§ **Extrait fourni**
****************************************
Mais si beaucoup avaient l'espoir que le dégel post-Crimée allait apporter un changement durable, les autorités n'ont pas tardé à revenir à leurs tactiques répressives pour étouffer la contestation.
Fini le dégel
Le 25 mars, l'opposition pro-européenne a célébré le Jour de la Liberté, une fête non-officielle commémorant l'anniversaire de la création de la république populaire de Biélorussie en 1918. L'étendue du mécontentement populaire et la nouvelle taxe anti-parasites ont fait croire à beaucoup que plus de 10.000 personnes pourraient prendre part à la manifestation du Jour de la Liberté de cette année, qui d'ordinaire en attire à peine un millier, en majorité de l'intelligentsia libérale. Et certes, si l'opposition biélorusse avait été en mesure d'amener des milliers de gens dans la rue, elle aurait remporté une importante victoire symbolique.
Mais le pouvoir ne l'a pas permis : les arrestations préventives ont commencé plusieurs jours avant, et nombre de militants et chefs de l'opposition furent emprisonnés pour 15 jours pour avoir participé aux manifestations anti-«parasitisme social ».
****************************************
§ **Listing fourni**
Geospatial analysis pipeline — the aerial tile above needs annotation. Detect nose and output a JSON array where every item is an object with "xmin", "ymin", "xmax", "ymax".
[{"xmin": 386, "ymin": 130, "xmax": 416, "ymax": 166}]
****************************************
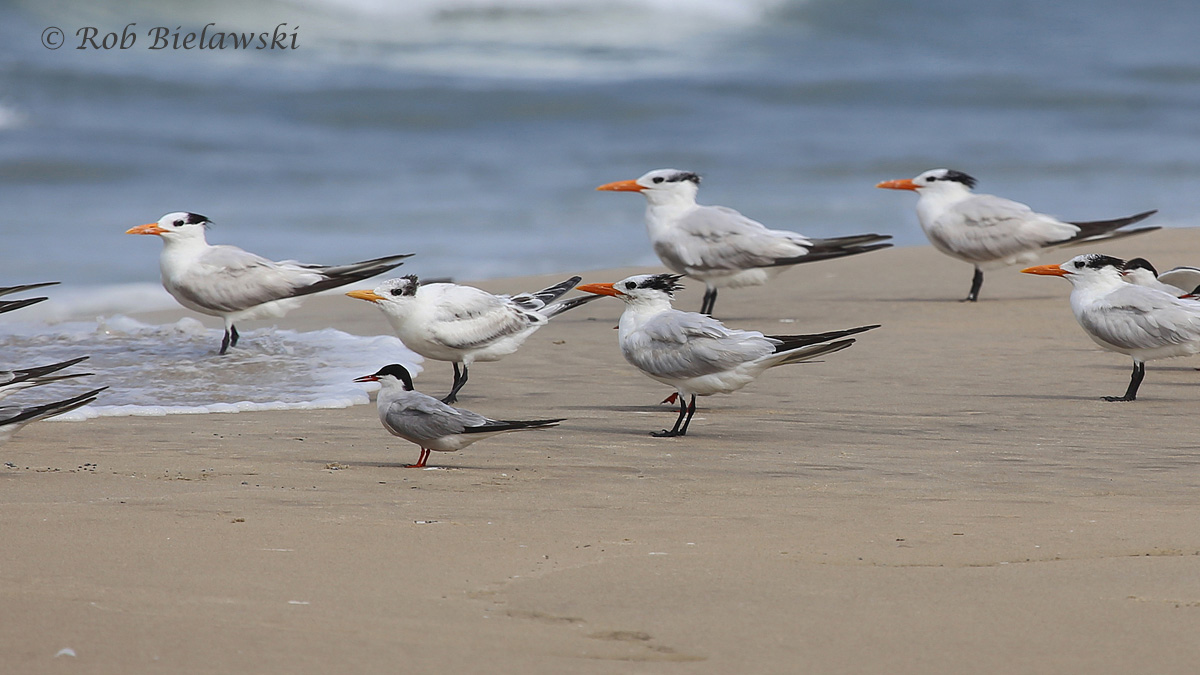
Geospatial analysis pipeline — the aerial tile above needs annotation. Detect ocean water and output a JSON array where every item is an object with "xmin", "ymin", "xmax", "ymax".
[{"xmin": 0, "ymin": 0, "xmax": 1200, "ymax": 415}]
****************************************
§ **Liste des tâches**
[A] D'après l'extrait sur le Jour de la Liberté en Biélorussie, combien de participants la manifestation attire-t-elle d'ordinaire ?
[B] Reprenez l'extrait sur le Jour de la Liberté en Biélorussie à la suite de sa dernière phrase.
Le listing n'intervient en rien dans ce travail.

§ **Résultats de l'exercice**
[A] À peine un millier, en majorité issus de l'intelligentsia libérale.

[B]
Le 20 mars, les médias gouvernementaux ont rapporté qu'un camion identifié chargé de fusils et d'explosifs avait tenté de franchir la frontière entre la Biélorussie et l'Ukraine, bien que les garde-frontières ukrainiens maintiennent qu'un tel camion n'a jamais passé leur frontière, laissant entendre que l'histoire a été inventée pour créer la peur. Le lendemain, Loukachenko annonçait que la police avait attrapé « deux douzaines de combattants armés » entraînés dans des camps en Ukraine et financés par de l'argent transférés à travers la Lituanie et la Pologne. Dans le but, a-t-il dit, de renverser le gouvernement de la Biélorussie—et son président..
В Беларуси вооружённые боевики из Украины готовили провокации, – Лукашенко https://t.co/PETl2NpY0v #таймер #одесса pic.twitter.com/R3rM9jb3bZ
— Таймер – Одесса (@TimerOdessa) 22 mars 2017
Des combattants armés venus d'Ukraine préparaient une provocation en Biélorusie, annonce Loukachenko
Les arrestations ont commencé sitôt après l'allocution de Loukachenko. La police a mis en garde à vue plusieurs dizaines de personnes, dont beaucoup étaient des militants politiques il y a de longues années de cela. Quelques jours plus tard, certains ont été relâchés, et neuf personnes ont été accusées d'incitation au désordre civil.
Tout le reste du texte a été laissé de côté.